Pointing items:
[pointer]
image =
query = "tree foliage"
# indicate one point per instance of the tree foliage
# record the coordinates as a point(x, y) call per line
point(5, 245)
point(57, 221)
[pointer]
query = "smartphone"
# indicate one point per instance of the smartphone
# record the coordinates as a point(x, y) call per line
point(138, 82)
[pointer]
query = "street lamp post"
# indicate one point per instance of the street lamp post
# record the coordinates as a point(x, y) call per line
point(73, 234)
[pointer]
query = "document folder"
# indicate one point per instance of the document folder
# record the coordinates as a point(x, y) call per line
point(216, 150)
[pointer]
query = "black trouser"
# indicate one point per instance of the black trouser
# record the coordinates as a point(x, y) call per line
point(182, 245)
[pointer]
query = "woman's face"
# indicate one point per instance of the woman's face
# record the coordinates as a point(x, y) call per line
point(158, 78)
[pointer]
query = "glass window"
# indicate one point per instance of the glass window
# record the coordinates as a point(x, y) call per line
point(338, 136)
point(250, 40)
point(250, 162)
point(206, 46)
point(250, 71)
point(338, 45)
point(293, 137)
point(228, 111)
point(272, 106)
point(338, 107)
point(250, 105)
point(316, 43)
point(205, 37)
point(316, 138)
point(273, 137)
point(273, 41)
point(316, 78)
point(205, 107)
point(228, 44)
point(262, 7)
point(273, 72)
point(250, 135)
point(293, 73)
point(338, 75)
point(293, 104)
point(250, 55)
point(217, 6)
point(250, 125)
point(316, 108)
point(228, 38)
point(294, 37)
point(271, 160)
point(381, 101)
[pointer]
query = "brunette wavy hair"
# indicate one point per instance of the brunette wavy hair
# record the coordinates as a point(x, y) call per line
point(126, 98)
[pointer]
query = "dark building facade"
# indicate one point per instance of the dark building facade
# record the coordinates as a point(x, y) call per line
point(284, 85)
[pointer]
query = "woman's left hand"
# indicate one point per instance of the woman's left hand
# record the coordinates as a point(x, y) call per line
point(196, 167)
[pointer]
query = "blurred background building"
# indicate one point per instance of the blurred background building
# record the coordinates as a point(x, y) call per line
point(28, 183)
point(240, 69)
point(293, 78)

• **TASK OBJECTIVE**
Please arrange all the items above as a two-column CSV headed item_text and answer, with one row per item. Put each item's text and its answer in a single quoted field apiece, replacing line breaks with spaces.

• **THE ANSWER**
item_text,answer
"[pointer] image = query = ""tree foliage"" # indicate one point per instance of the tree foliage # record the coordinates as a point(x, y) call per line","point(5, 245) point(57, 221)"
"[pointer] query = ""smartphone"" # indicate one point per instance of the smartphone # record the coordinates as a point(x, y) call per line","point(138, 82)"
"[pointer] query = ""street lamp post"" # indicate one point per instance of the street lamp post # record the coordinates as a point(x, y) call per line","point(73, 234)"
"[pointer] query = ""document folder"" # indicate one point per instance of the document folder # record the coordinates as a point(x, y) call per line","point(216, 150)"
"[pointer] query = ""black trouser"" # indicate one point per instance of the black trouser # record the coordinates as a point(x, y) call per line","point(182, 245)"
"[pointer] query = ""woman's face"" # indicate one point per instance of the woman's face # record the coordinates as a point(x, y) call per line","point(158, 78)"
"[pointer] query = ""glass window"" # indicate one point per instance of the glass window # record the coordinates as a point(x, y) call per line","point(338, 136) point(250, 40) point(250, 162) point(206, 46) point(250, 71) point(338, 45) point(293, 137) point(228, 111) point(272, 106) point(338, 107) point(250, 105) point(316, 43) point(205, 37) point(316, 138) point(273, 137) point(273, 41) point(316, 78) point(205, 107) point(228, 44) point(262, 7) point(273, 72) point(250, 135) point(293, 73) point(338, 75) point(293, 104) point(250, 55) point(217, 6) point(250, 125) point(316, 108) point(228, 38) point(294, 37) point(271, 160) point(381, 101)"
"[pointer] query = ""brunette wavy hair"" # indicate one point per instance of the brunette wavy hair # record the coordinates as a point(x, y) call per line","point(126, 98)"
"[pointer] query = ""dark building facade"" # indicate one point per instance of the dark building facade # record the coordinates as a point(x, y) call per line","point(284, 85)"
"[pointer] query = ""woman's left hand"" # indicate one point per instance of the woman's left hand # record the coordinates as a point(x, y) call per line","point(196, 167)"
"[pointer] query = ""blurred background building"" # indicate one point per instance of the blurred background building # record the coordinates as a point(x, y) call per line","point(28, 183) point(240, 69) point(293, 78)"